(Records of named-object pointing)
------------------------

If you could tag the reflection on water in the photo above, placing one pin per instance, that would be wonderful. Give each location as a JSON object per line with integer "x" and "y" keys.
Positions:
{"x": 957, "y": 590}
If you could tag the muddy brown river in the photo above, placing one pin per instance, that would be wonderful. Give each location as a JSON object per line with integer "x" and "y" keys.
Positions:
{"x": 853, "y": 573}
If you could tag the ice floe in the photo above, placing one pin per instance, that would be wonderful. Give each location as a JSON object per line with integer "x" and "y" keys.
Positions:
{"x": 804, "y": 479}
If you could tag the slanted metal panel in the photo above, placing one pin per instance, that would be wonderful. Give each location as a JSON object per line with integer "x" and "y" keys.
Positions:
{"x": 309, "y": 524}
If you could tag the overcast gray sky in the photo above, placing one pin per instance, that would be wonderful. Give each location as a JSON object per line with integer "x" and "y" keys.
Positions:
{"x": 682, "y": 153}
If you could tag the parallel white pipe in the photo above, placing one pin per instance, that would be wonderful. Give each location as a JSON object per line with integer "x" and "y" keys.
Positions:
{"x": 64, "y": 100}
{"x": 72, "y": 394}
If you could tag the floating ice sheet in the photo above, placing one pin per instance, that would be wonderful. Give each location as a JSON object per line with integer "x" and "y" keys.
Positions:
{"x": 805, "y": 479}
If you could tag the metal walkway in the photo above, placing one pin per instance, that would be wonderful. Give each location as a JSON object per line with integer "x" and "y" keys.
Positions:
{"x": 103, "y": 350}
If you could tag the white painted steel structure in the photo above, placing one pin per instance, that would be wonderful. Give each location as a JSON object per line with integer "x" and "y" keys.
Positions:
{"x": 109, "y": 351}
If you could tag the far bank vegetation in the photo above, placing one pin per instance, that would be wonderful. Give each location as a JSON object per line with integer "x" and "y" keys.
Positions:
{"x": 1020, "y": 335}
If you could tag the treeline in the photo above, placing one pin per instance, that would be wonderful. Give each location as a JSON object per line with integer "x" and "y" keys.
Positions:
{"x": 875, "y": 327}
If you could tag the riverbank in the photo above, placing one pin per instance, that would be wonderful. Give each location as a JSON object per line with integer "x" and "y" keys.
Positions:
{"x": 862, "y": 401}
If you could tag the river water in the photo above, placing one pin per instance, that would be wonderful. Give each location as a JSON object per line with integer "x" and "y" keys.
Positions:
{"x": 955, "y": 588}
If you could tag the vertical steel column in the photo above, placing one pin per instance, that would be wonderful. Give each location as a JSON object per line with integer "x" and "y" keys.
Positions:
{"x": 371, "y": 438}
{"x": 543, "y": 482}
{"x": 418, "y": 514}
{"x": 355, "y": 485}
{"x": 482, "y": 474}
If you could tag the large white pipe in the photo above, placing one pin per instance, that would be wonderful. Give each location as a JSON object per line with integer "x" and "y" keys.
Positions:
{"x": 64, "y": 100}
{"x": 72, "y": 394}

------------------------

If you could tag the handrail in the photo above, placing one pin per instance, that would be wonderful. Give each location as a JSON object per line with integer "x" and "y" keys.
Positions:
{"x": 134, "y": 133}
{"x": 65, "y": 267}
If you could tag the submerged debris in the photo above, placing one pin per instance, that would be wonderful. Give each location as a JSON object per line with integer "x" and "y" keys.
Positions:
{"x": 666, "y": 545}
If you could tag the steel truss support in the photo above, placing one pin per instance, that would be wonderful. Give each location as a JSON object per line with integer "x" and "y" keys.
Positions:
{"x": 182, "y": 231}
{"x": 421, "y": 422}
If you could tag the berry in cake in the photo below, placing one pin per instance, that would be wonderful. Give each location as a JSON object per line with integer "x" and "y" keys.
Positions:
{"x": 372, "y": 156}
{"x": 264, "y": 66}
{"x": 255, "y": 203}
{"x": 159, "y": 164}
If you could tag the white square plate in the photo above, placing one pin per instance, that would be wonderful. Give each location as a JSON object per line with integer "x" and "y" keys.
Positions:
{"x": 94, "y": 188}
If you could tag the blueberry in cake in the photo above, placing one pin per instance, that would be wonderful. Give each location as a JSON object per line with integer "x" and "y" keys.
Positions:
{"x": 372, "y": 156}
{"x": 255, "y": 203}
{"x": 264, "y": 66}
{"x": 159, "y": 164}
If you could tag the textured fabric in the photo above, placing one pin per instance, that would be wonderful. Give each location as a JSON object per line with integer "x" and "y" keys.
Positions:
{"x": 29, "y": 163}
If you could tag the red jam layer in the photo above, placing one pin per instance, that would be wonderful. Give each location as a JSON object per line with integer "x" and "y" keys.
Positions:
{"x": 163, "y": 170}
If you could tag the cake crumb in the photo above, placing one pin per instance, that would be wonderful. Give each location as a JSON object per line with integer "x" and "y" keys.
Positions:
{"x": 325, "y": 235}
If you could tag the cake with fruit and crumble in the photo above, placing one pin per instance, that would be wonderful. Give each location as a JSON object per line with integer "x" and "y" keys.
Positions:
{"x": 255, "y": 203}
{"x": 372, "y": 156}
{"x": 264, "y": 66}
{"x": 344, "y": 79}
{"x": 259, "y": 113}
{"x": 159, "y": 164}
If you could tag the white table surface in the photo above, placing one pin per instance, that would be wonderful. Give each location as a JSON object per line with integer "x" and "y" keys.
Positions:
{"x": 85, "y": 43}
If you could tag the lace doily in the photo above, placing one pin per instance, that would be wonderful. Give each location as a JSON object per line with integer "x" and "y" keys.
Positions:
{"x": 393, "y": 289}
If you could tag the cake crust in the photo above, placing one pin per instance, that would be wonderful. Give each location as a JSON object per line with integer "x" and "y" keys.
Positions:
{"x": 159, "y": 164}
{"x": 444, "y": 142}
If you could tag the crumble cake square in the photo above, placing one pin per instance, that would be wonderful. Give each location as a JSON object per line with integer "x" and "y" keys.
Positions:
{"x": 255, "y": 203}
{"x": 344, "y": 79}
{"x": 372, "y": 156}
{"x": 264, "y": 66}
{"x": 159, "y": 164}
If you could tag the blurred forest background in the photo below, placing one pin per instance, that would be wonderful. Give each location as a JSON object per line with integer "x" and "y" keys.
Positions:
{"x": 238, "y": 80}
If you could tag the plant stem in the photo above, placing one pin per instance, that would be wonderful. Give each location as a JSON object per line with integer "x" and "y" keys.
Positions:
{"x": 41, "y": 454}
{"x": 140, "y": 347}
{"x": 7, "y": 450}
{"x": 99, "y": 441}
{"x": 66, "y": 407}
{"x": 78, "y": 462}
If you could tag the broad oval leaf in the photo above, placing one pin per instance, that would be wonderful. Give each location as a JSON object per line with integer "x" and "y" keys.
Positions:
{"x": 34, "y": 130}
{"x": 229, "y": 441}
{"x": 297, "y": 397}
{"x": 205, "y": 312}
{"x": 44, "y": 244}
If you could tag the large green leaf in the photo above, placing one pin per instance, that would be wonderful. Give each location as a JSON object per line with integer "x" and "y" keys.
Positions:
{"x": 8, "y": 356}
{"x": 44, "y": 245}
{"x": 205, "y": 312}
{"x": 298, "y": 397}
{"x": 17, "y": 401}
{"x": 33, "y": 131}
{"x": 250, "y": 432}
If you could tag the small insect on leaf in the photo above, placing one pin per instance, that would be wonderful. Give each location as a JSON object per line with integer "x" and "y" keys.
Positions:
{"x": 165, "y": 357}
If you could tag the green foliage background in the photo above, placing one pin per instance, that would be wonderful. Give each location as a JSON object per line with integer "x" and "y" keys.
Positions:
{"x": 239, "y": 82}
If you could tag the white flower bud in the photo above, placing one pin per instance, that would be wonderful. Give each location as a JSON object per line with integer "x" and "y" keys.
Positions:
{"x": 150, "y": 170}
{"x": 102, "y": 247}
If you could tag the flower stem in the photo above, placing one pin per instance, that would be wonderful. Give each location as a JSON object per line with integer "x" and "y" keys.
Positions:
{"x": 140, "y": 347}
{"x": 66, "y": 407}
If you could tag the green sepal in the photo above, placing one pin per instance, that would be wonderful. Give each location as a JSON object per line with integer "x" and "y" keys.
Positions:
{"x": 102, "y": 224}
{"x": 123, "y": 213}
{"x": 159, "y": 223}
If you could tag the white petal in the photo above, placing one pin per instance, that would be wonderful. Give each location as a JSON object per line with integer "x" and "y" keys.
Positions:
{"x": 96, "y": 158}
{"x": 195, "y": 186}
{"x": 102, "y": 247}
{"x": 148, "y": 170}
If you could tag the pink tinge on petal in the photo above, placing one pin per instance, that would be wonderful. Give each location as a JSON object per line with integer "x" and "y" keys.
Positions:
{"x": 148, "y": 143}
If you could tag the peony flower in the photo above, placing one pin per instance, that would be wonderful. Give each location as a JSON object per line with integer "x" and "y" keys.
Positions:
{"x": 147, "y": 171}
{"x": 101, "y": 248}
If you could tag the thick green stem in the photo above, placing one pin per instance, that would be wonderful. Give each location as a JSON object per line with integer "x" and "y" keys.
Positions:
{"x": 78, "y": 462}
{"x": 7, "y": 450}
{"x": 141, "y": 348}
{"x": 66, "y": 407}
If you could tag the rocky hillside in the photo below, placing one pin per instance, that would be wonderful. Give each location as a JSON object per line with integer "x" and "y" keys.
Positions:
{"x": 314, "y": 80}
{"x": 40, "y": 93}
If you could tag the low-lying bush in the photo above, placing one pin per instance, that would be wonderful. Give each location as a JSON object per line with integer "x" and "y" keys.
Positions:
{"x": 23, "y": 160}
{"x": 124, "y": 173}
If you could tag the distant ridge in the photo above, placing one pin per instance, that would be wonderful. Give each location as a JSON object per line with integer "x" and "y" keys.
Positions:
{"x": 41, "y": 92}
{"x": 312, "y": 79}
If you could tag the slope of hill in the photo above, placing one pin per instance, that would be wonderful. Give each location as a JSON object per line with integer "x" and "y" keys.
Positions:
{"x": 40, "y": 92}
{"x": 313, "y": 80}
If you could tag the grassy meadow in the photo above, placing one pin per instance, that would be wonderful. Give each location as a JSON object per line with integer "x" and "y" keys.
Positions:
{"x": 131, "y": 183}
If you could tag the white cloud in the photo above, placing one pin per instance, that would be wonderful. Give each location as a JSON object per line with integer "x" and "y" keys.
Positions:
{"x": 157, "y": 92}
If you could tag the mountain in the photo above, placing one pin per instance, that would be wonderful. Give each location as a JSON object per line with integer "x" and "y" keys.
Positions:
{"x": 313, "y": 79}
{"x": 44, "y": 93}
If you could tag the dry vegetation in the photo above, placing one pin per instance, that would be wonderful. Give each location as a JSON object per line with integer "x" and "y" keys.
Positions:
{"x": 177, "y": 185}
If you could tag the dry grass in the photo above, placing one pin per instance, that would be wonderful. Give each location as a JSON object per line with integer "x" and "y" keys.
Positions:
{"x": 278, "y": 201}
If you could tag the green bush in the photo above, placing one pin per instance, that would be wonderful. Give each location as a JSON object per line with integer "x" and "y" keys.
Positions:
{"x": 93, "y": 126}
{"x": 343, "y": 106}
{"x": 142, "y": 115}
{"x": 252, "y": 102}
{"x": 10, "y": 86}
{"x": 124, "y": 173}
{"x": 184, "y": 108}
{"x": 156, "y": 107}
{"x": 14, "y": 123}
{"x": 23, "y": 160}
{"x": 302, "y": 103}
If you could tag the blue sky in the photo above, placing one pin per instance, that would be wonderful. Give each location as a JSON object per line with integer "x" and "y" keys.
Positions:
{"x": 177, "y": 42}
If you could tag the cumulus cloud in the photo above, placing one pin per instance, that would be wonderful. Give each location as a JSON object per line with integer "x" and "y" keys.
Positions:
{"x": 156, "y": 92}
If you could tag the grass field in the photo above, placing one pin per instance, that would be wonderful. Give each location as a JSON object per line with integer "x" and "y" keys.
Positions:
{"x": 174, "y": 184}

------------------------

Please show every line in the material above that contains the string "steel", copying each one in full.

RESULT OF THIS EXERCISE:
If you could tag the white painted steel structure in the photo above, placing one pin per instance, that would be wonderful. Give each location as a JSON object per line with integer "x" and "y" keys.
If you could tag the vertical steel column in the photo above, placing one pin per instance, that would be wonderful. Give each location as a JSON object per line with integer "x" and "y" keys.
If you could tag the steel truss support in the photo above, placing one pin per instance, that would be wonderful. Give each location as a JSON object per line with integer "x" and "y" keys.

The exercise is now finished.